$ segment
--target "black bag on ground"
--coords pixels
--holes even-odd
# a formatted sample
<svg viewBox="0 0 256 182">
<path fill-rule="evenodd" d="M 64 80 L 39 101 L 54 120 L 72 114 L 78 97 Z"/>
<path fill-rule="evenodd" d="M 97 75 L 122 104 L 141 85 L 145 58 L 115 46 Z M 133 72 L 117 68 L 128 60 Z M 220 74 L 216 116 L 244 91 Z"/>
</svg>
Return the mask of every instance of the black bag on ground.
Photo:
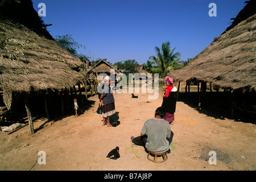
<svg viewBox="0 0 256 182">
<path fill-rule="evenodd" d="M 112 157 L 113 156 L 113 157 Z M 120 158 L 120 154 L 119 154 L 119 147 L 117 147 L 115 148 L 112 150 L 109 154 L 108 154 L 107 158 L 109 158 L 111 159 L 117 160 L 119 158 Z"/>
<path fill-rule="evenodd" d="M 102 106 L 100 104 L 98 104 L 96 113 L 98 114 L 102 114 Z"/>
</svg>

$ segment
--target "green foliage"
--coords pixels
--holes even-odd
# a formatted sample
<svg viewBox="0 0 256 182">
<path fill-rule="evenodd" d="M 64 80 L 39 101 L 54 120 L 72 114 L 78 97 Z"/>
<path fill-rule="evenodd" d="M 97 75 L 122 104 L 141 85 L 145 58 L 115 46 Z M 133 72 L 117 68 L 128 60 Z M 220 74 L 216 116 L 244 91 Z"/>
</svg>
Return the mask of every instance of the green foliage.
<svg viewBox="0 0 256 182">
<path fill-rule="evenodd" d="M 155 47 L 156 57 L 152 56 L 149 57 L 149 59 L 158 65 L 158 68 L 155 68 L 153 70 L 160 73 L 163 77 L 166 76 L 170 70 L 178 69 L 180 63 L 180 53 L 174 53 L 176 48 L 172 49 L 170 44 L 170 42 L 167 42 L 162 44 L 161 48 Z"/>
<path fill-rule="evenodd" d="M 129 73 L 137 73 L 138 71 L 135 69 L 135 65 L 139 65 L 137 61 L 130 59 L 125 61 L 118 61 L 117 63 L 114 64 L 114 65 L 117 65 L 118 69 L 122 70 L 126 76 L 128 76 Z"/>
<path fill-rule="evenodd" d="M 76 49 L 82 47 L 82 45 L 75 42 L 70 34 L 56 36 L 55 40 L 63 48 L 66 48 L 70 53 L 78 57 Z"/>
</svg>

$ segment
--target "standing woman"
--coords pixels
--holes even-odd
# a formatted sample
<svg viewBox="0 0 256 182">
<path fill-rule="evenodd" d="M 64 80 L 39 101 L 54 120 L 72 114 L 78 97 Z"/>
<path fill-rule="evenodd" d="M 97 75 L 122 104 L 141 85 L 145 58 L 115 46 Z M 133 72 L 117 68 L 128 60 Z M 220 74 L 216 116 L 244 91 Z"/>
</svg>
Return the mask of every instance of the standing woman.
<svg viewBox="0 0 256 182">
<path fill-rule="evenodd" d="M 162 106 L 164 108 L 166 114 L 164 119 L 167 121 L 171 125 L 174 121 L 174 113 L 176 110 L 177 102 L 177 88 L 174 87 L 174 81 L 173 78 L 168 78 L 166 80 L 166 85 L 167 86 L 164 90 L 164 96 L 163 97 Z"/>
<path fill-rule="evenodd" d="M 108 127 L 111 127 L 112 125 L 109 121 L 109 117 L 115 113 L 115 100 L 110 86 L 111 83 L 110 77 L 106 76 L 104 78 L 104 81 L 105 82 L 104 89 L 100 98 L 100 102 L 101 102 L 101 104 L 103 106 L 102 126 L 106 125 Z"/>
</svg>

============================================================

SET PROBLEM: Reproduce all entries without any change, and omit the pictures.

SOLUTION:
$ segment
--target "black bag on ground"
--coords pixels
--holes even-odd
# a formatted sample
<svg viewBox="0 0 256 182">
<path fill-rule="evenodd" d="M 64 80 L 39 101 L 54 120 L 72 114 L 78 97 Z"/>
<path fill-rule="evenodd" d="M 97 75 L 122 104 L 141 85 L 145 58 L 115 46 Z M 133 72 L 117 68 L 128 60 Z M 220 74 L 216 116 L 244 91 Z"/>
</svg>
Return the mask of every instance of the black bag on ground.
Photo:
<svg viewBox="0 0 256 182">
<path fill-rule="evenodd" d="M 112 157 L 113 156 L 113 157 Z M 120 158 L 120 154 L 119 154 L 119 147 L 117 147 L 115 148 L 112 150 L 109 154 L 108 154 L 107 158 L 109 158 L 111 159 L 117 160 L 119 158 Z"/>
<path fill-rule="evenodd" d="M 102 106 L 100 104 L 98 104 L 96 113 L 98 114 L 102 114 Z"/>
</svg>

$ segment
--target "green foliage"
--coords pixels
--holes even-odd
# a formatted sample
<svg viewBox="0 0 256 182">
<path fill-rule="evenodd" d="M 64 80 L 39 101 L 54 120 L 72 114 L 78 97 Z"/>
<path fill-rule="evenodd" d="M 97 75 L 122 104 L 141 85 L 145 58 L 115 46 Z M 133 72 L 117 68 L 128 60 Z M 220 74 L 216 116 L 244 91 Z"/>
</svg>
Return the mask of every instance of the green foliage.
<svg viewBox="0 0 256 182">
<path fill-rule="evenodd" d="M 155 47 L 156 57 L 152 56 L 149 57 L 149 59 L 158 65 L 158 68 L 155 68 L 153 70 L 160 73 L 163 77 L 166 76 L 170 70 L 178 69 L 180 63 L 180 53 L 174 53 L 176 48 L 172 49 L 170 44 L 170 42 L 167 42 L 162 44 L 161 48 Z"/>
<path fill-rule="evenodd" d="M 129 73 L 137 73 L 138 71 L 135 69 L 135 65 L 139 65 L 137 61 L 130 59 L 125 61 L 118 61 L 117 63 L 114 64 L 114 65 L 117 65 L 118 69 L 122 70 L 126 76 L 128 76 Z"/>
<path fill-rule="evenodd" d="M 76 49 L 82 47 L 82 45 L 75 42 L 70 34 L 56 36 L 55 40 L 63 48 L 66 48 L 70 53 L 78 57 Z"/>
</svg>

$ segment
--target "standing woman"
--coords pixels
--holes even-odd
# a formatted sample
<svg viewBox="0 0 256 182">
<path fill-rule="evenodd" d="M 64 80 L 39 101 L 54 120 L 72 114 L 78 97 Z"/>
<path fill-rule="evenodd" d="M 97 75 L 122 104 L 141 85 L 145 58 L 115 46 Z M 133 72 L 117 68 L 128 60 Z M 220 74 L 216 116 L 244 91 Z"/>
</svg>
Return the mask of every instance of the standing woman.
<svg viewBox="0 0 256 182">
<path fill-rule="evenodd" d="M 162 106 L 164 108 L 166 114 L 164 119 L 167 121 L 171 125 L 174 121 L 174 113 L 176 110 L 177 102 L 177 88 L 174 87 L 174 81 L 173 78 L 168 78 L 166 80 L 166 85 L 167 86 L 164 90 L 164 96 L 163 97 Z"/>
<path fill-rule="evenodd" d="M 108 127 L 111 127 L 112 125 L 109 121 L 109 117 L 115 113 L 115 100 L 110 86 L 111 83 L 110 77 L 106 76 L 104 78 L 104 81 L 105 82 L 104 89 L 100 98 L 100 102 L 101 102 L 101 104 L 103 106 L 102 126 L 106 125 Z"/>
</svg>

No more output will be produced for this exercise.